- [What needs to be done] Reproduce every row below word for word, leaving out the pictures.

- [Entries shown]

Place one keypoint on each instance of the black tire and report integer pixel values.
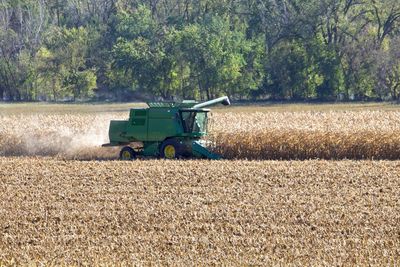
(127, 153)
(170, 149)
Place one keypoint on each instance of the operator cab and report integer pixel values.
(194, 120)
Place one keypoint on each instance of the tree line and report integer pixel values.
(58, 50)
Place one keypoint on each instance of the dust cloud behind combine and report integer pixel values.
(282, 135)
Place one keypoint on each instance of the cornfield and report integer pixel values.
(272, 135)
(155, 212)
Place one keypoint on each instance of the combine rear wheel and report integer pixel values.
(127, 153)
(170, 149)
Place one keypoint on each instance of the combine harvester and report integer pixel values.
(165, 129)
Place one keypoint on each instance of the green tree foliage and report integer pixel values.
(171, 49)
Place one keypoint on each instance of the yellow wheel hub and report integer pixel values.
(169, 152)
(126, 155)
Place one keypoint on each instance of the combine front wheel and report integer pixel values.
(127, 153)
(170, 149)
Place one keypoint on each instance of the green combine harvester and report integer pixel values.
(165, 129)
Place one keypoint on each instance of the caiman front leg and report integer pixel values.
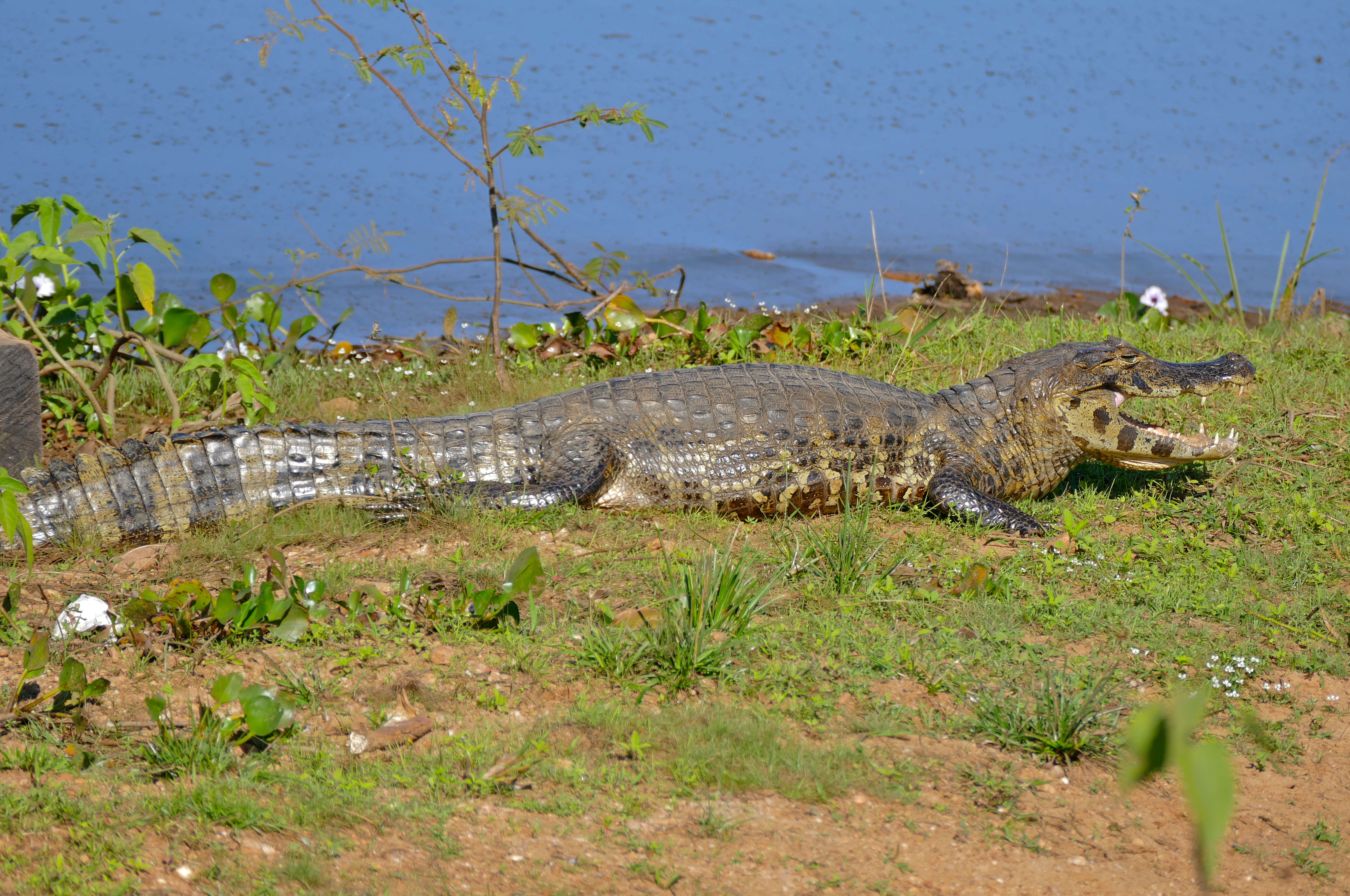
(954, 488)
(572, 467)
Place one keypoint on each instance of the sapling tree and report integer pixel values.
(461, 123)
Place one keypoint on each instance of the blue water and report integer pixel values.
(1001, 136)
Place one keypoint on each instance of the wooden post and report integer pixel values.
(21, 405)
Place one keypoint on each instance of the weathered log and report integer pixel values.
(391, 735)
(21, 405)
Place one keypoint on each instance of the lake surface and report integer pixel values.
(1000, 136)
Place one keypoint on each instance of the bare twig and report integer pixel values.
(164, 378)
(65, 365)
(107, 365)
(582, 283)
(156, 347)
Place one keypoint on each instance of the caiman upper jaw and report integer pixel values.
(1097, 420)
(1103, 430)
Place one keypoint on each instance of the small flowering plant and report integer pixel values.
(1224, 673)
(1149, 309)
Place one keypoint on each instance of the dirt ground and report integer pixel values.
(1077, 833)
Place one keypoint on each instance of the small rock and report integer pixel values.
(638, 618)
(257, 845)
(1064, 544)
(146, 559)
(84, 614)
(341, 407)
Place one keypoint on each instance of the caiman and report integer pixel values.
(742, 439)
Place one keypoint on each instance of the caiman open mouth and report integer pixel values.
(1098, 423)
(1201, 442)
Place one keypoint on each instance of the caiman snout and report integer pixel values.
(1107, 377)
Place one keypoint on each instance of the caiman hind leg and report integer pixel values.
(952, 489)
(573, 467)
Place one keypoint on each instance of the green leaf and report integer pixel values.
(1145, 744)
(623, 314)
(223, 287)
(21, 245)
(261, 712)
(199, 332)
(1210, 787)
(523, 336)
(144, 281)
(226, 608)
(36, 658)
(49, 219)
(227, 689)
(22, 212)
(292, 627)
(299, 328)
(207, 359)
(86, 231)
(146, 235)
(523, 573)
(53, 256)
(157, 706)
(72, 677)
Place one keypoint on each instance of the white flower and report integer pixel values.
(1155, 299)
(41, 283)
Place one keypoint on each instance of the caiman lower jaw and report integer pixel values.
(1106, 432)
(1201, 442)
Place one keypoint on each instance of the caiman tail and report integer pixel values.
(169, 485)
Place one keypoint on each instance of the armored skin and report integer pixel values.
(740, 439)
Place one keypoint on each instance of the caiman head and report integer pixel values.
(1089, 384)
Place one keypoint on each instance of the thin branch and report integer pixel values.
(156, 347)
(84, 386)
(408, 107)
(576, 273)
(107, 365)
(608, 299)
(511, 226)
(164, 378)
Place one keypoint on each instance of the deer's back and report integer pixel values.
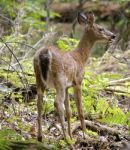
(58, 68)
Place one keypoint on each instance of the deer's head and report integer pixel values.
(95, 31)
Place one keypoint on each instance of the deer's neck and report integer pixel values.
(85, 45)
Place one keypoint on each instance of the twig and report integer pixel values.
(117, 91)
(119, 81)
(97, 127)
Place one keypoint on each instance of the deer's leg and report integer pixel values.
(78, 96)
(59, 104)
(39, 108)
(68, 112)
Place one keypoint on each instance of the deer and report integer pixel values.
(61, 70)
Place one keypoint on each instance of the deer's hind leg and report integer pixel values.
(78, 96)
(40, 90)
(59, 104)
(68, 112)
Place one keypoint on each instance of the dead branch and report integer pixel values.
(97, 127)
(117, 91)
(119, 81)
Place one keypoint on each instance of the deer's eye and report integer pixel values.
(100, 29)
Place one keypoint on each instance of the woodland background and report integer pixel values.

- [Answer to the task]
Place one keypoint on each instance of the black tire and report integer pixel values.
(127, 153)
(170, 149)
Place one keypoint on each instance of the operator cab and report integer pixel values.
(194, 120)
Place one keypoint on each instance of the tree line and report integer pixel values.
(58, 50)
Place one keypoint on each instance of the dust cloud behind combine and report integer pixel values.
(282, 135)
Place one keypoint on each instance of the cornfield and report integer pixel values.
(272, 135)
(155, 212)
Place one keypoint on each instance of the combine rear wheel and report integer pixel values.
(127, 153)
(170, 149)
Place one keypoint on each instance of the combine harvester and report integer pixel values.
(165, 129)
Place one keypoint on each instance of the green tree foliage and report integer pixel values.
(171, 49)
Place one keypoint on each instance of the yellow wheel hub and report integer pixel values.
(169, 152)
(126, 155)
Place one keypoint on each instance of the combine front wheel and report integer pixel values.
(127, 153)
(170, 149)
Place one keypoint on each instance of the green combine harvester and report integer pixel values.
(165, 129)
Place one keypoint on each instance of the caiman front leg and report integer pixel values.
(954, 488)
(572, 467)
Place one keypoint on each instance of the sapling tree and report integer pixel values.
(461, 123)
Place one keypoint on each instance of the blue water and report integer pixel values.
(1001, 136)
Place one keypoint on each instance of the wooden post and report integer pixel values.
(21, 405)
Place one keypoint on each instance of the weathered log and report integer pixel values.
(391, 735)
(21, 405)
Place one keypoint on each instance of the lake surface and report integer pixel values.
(1000, 136)
Place one keypoint on each instance of the bare twig and report integer pixel values.
(164, 378)
(65, 365)
(107, 365)
(582, 283)
(156, 347)
Place one keypoint on each instance of the caiman upper jaw and report integer pixel values.
(1097, 420)
(1103, 430)
Place one keypoint on each instance of the small flowering plant and report integer pixel values.
(1224, 673)
(1149, 309)
Place one keypoint on each instance of the dirt ground and report integer pixel values.
(1077, 833)
Place one keypoint on each instance of the small rock and report integer pixel values.
(638, 618)
(257, 845)
(1064, 544)
(146, 559)
(84, 614)
(341, 407)
Place one keypoint on each instance of the caiman and report integer pixel values.
(742, 439)
Place one keypoint on each instance of the caiman open mouth and report integer pixel values.
(1098, 423)
(1201, 442)
Place one keypoint on each instance of the caiman snout and report integer pixel values.
(1107, 377)
Place one keypoint on each instance of the caiman hind leg and report integer pixel values.
(952, 489)
(573, 467)
Place one keypoint on each instance of the green leaf and report integer pixel values.
(1145, 744)
(623, 314)
(223, 287)
(21, 245)
(261, 712)
(199, 332)
(1210, 787)
(523, 336)
(144, 281)
(226, 608)
(36, 658)
(49, 219)
(227, 689)
(22, 212)
(292, 627)
(299, 328)
(207, 359)
(86, 231)
(146, 235)
(523, 573)
(53, 256)
(157, 706)
(72, 677)
Place one keypoint on each instance of the white flower and report integer pixel values.
(1155, 299)
(41, 283)
Place one keypoint on each instance of the caiman lower jaw and report integer pixel values.
(1106, 432)
(1201, 442)
Place one keypoint on each instance of the caiman tail and report integer pixel values.
(169, 485)
Place one keypoint on each instance of the armored skin and report integer pixel values.
(740, 439)
Place one keypoint on each instance of the caiman head and report integer pixel values.
(1089, 384)
Place one keypoint on each instance of the thin branch and report integer pixel values.
(156, 347)
(84, 386)
(408, 107)
(576, 273)
(107, 365)
(608, 299)
(511, 226)
(164, 378)
Place one keypoint on each instance of the deer's back and report integer pixel values.
(58, 68)
Place one keypoint on each instance of the deer's head and report integer pixel values.
(95, 31)
Place one keypoint on each instance of the deer's neck and report integer pixel values.
(85, 45)
Place one keypoint on each instance of the twig and report integer pixel values.
(117, 91)
(119, 81)
(97, 127)
Place one keypoint on each instance of the deer's leg and report integer pixel values.
(78, 96)
(59, 104)
(39, 108)
(68, 112)
Place one keypoint on each instance of the deer and report integer pixel values.
(61, 70)
Place one keypoint on each instance of the deer's hind leg and report integer pixel values.
(78, 96)
(40, 90)
(59, 104)
(68, 112)
Place one keypoint on each instance of the dead branch and report integer pixel values.
(97, 127)
(117, 91)
(119, 81)
Place one keypoint on each instance of the deer's eye and report integer pixel values.
(100, 29)
Place one keypoint on each instance of the woodland background and report integer pixel values.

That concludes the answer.